Southern novels, with equal parts nuanced history and sweet-tea-filled nights, have always occupied a permanent space on this avid reader’s shelf. If you’re looking to take a trip to beautiful, cozy landscapes and ready to bask in poignant moments alongside the comfort of slow living, here are eight evocative Southern novels for you to enjoy!
8 Evocative Southern Novels to Enjoy with Sweet Tea
Though Loni Murrow has built a successful professional life for herself in bustling and busy Washington, DC, her past will always be rooted in the charmingly lush swamps of the Florida wetlands—a home she must return to when she’s informed that her mother has suffered a serious injury. However, her mother’s accident is not the only pressing issue, as secrets begin to come out about the true nature of her childhood and her father’s early death. But the question looms: If Loni can uncover the truth of the past, will she be able to recover from it?
For fans of Where the Crawdads Sing, this “marvelous debut” (Alice McDermott, National Book Award–winning author of The Ninth Hour) follows a Washington, DC, artist as she faces her past and the secrets held in the waters of Florida’s lush swamps and wetlands.
Loni Murrow is an accomplished bird artist at the Smithsonian who loves her job. But when she receives a call from her younger brother summoning her back home to help their obstinate mother recover after an accident, Loni’s neat, contained life in Washington, DC, is thrown into chaos, and she finds herself exactly where she does not want to be.
Going through her mother’s things, Loni uncovers scraps and snippets of a time in her life she would prefer to forget—a childhood marked by her father Boyd’s death by drowning and her mother Ruth’s persistent bad mood. When Loni comes across a single, cryptic note from a stranger—“There are some things I have to tell you about Boyd’s death”— she begins a dangerous quest to discover the truth, all the while struggling to reconnect with her mother and reconcile with her brother and his wife, who seem to thwart her at every turn. To make matters worse, she meets a man in Florida whose attractive simple charm threatens everything she’s worked toward.

● ● ● ●

| Short task |
Continue the article on Southern novels, picking up after its last sentence. The material that follows comes from a separate source.

| Data block |

● ● ● ●

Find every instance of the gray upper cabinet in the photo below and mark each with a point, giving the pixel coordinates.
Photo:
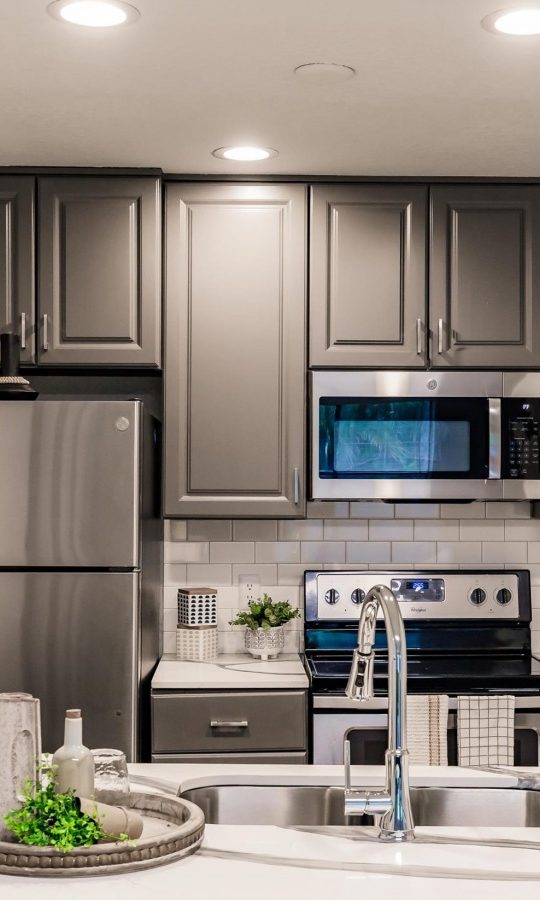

● ● ● ●

| Exercise output |
Pulled between worlds—her professional accomplishments in Washington, and the small town of her childhood—Loni must decide whether to delve beneath the surface into murky half-truths and either avenge the past or bury it, once and for all.
The Marsh Queen explores what it means to be a daughter and how we protect the ones we love. Suzanne Feldman, author of Sisters of the Great War, writes that “fans of Delia Owens and Lauren Groff will find this a wonderful and absorbing read.”
Richly historic, with just a bit of uneasy magic, GHOST ON BLACK MOUNTAIN tells the story of five woman who are bonded by a murder in rural Depression-era North Carolina. Southern folklore says that those who leave the mountain never come back, but Nellie Clay decided to go anyway. Her mama warned her—even the ghosts warned her—but this Southern tale begins when Nellie is lost forever.
ONCE A PERSON LEAVES THE MOUNTAIN, THEY NEVER COME BACK, NOT REALLY. THEY’RE LOST FOREVER.
Nellie Clay married Hobbs Pritchard without even noticing he was a spell conjured into a man, a walking, talking ghost story. But her mama knew. She saw it in her tea leaves: death. Folks told Nellie to get off the mountain while she could, to go back home before it was too late. Hobbs wasn’t nothing but trouble. He’d even killed a man. No telling what else. That mountain was haunted, and soon enough, Nellie would feel it too. One way or another, Hobbs would get what was coming to him. The ghosts would see to that. . . .
Told in the stunning voices of five women whose lives are inextricably bound when a murder takes place in rural Depression-era North Carolina, Ann Hite’s unforgettable debut spans generations and conjures the best of Southern folk-lore—mystery, spirits, hoodoo, and the incomparable beauty of the Appalachian landscape.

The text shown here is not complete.